When is wrist tendonitis surgery used?
Tendonitis is an inflammation of the tendons. Tendons are strong cords of fibrous tissue that connect a muscle to the bone, so that the bone is pulled or pushed when the muscle contracts, and there is movement in the corresponding joint. Tendonitis can occur for various reasons, and some typical reasons include overuse (like in sports injuries, when a high level on stress is exerted on the tendon) or repetitive stress injury, when small amounts of stress affects the tendon over long periods of time.
Generally, tendon inflammation is treated conservatively. The tendon is allowed to rest (activity that caused the inflammation should be avoided, which may include giving up a hobby, an activity, or taking some time off the job) and anti-inflammatory drugs and painkillers are administered if recommended. Physical therapy can be used to strengthen the muscle to which the inflamed tendon belongs and to stretch and exercise the tendon. If these methods fail to bring improvement, then immobilizing devices such wrist splints or braces are used. Cortisone injection is the last line of defense against pain. Its effect will wear off eventually, and if all mentioned methods failed to do any good, surgery becomes an option.

====

> [What this exercise asks]:
a) Please type out the wrist tendonitis passage between "Tendonitis is an" and "periods of time.", inclusive.
b) Extend the wrist tendonitis passage, picking up right after its last sentence.

====

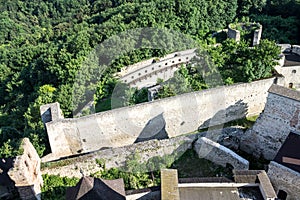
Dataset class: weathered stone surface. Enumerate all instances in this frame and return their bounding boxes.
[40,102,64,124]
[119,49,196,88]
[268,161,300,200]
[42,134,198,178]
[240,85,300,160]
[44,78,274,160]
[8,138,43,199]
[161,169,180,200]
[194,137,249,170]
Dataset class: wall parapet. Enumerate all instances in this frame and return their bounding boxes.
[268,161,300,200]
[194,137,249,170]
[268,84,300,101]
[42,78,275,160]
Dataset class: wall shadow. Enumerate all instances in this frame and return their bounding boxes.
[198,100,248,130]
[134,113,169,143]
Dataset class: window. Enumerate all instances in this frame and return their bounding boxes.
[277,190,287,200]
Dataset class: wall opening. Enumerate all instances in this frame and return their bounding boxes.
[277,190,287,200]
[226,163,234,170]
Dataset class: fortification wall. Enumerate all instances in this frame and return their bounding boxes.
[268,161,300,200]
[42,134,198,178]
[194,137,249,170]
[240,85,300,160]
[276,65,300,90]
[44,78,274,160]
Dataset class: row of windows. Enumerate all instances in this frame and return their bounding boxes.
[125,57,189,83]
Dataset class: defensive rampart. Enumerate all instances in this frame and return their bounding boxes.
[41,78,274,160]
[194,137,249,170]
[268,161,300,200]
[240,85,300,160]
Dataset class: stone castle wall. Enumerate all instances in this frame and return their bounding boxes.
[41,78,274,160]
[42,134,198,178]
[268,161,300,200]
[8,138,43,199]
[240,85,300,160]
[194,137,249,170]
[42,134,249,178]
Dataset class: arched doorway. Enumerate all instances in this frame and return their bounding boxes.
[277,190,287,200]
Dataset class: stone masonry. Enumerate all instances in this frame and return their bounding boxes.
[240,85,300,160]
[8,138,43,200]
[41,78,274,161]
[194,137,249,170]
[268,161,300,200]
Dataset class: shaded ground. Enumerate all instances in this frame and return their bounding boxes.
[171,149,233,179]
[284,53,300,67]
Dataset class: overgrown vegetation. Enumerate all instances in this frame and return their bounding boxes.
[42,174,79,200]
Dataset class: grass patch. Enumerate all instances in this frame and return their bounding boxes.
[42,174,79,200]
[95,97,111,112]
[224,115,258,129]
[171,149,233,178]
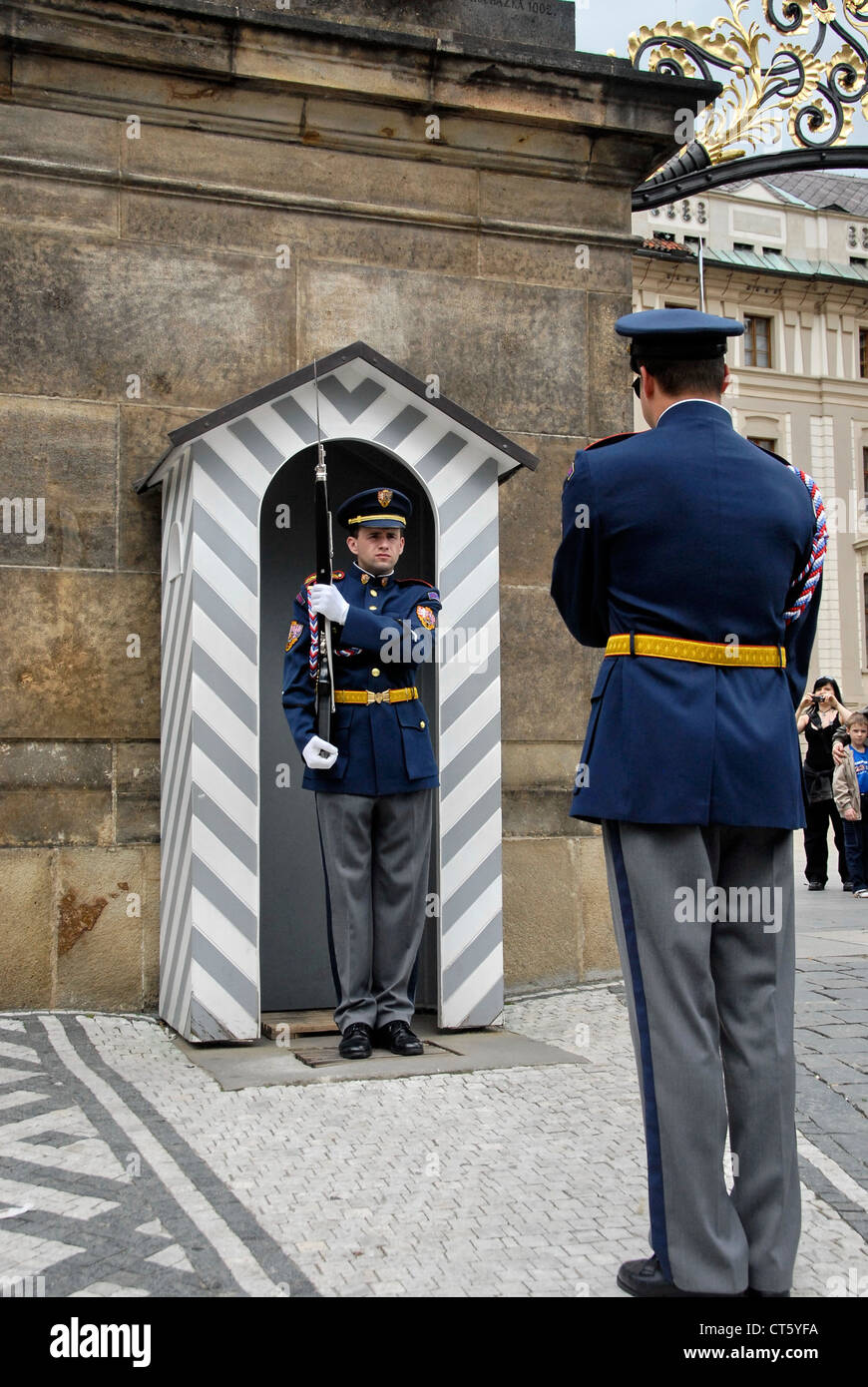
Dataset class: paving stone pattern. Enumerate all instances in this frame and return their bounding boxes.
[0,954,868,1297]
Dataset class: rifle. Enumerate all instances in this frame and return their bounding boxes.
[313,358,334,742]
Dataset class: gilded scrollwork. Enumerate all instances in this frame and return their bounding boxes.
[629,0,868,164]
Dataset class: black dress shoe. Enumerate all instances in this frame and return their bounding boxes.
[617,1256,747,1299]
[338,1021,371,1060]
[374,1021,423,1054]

====

> [Answers for this exercise]:
a)
Tendonitis is an inflammation of the tendons. Tendons are strong cords of fibrous tissue that connect a muscle to the bone, so that the bone is pulled or pushed when the muscle contracts, and there is movement in the corresponding joint. Tendonitis can occur for various reasons, and some typical reasons include overuse (like in sports injuries, when a high level on stress is exerted on the tendon) or repetitive stress injury, when small amounts of stress affects the tendon over long periods of time.

b)
Surgical procedure includes making incision in the skin and exposing the inflamed tendon. The inflamed and scarred sections of the tendon are scraped off, along with some healthy tendon. surgery methods for wrist tendonitis include (classical) open surgery with large incisions and laparascopic surgery, where everything is done with as little and as small incisions as possible, like building a model ship in a bottle. Still, problem with surgery is that it does not cure the cause, but, tries to remove the consequence. Also, recovery time from the surgery is very slow. The catch is that tendons have a poor blood supply and therefor heal (rebuild) very, very slowly. It could take months or years before the tendon that has been tampered with is back to its old self.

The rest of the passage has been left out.